Retype the following data line for line, with no changes, and omit the pictures from your copy.
Start of LISTED RECORDS
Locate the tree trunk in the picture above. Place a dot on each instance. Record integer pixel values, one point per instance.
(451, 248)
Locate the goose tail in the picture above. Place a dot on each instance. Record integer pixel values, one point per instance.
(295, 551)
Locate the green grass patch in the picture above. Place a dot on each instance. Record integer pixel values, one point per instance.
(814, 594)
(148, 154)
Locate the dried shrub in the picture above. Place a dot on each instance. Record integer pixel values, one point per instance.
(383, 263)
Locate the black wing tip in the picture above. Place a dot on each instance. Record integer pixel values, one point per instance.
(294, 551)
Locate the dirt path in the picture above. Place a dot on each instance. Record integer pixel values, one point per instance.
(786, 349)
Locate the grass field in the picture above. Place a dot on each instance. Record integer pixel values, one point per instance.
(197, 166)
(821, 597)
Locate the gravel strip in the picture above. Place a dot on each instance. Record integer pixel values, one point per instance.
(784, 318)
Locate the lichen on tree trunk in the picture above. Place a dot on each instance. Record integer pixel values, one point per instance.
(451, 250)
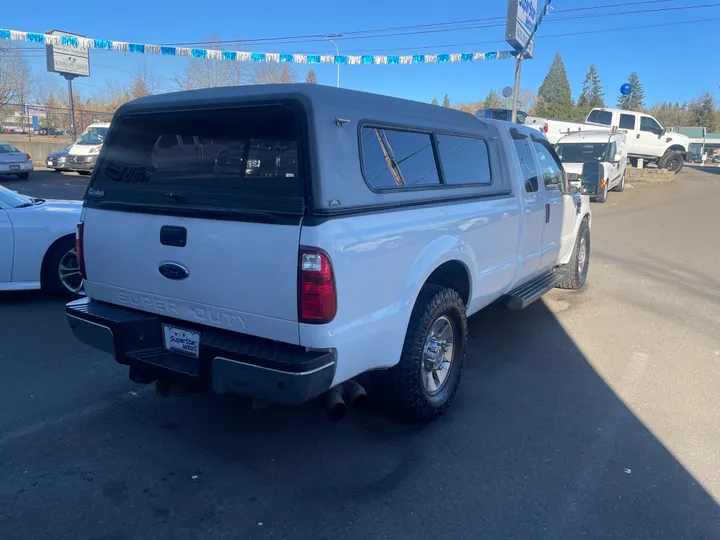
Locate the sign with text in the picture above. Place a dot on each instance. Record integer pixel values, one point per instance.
(521, 18)
(67, 60)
End of LISTED RECORDS
## RESPONSE
Locate the tree trunk in the picture above. Place a dot on each instance. Record integer pixel values, one point per instance.
(451, 248)
Locate the goose tail in the picture above. Place a dot on each instance. Record integer pixel values, one point per instance.
(295, 551)
Locate the green grass patch in the picture above. Place a dot on each instance. Record integer pixel values, one point per instance.
(814, 594)
(148, 154)
Locate the dried shrub in the picture above. Place a dot on each instance. Record integer pixel values, one point per instance.
(383, 263)
Locate the black wing tip in the picture above. Place a dot on each instance. Record integer pixel values, one point per instance.
(294, 551)
Locate the dirt path in the picture above. Place a dot on each instance. Record integer pixel values, one point per instance.
(786, 349)
Locate the grass field in the picture above. Place a dot on each instance. Record integer pixel values, one point per instance.
(197, 166)
(821, 597)
Locate the gravel strip in the picture above. Place a dot on each instance. Record integer pixel values, one point per instance.
(784, 318)
Locate the lichen on tree trunk in the picture above. Place a dot on each instance. Record integer pixel values, one point per instance.
(451, 250)
Locate the sign with text in the picture above. Place a dot on each instance. Record integer pixel values, one point per instance.
(521, 18)
(67, 60)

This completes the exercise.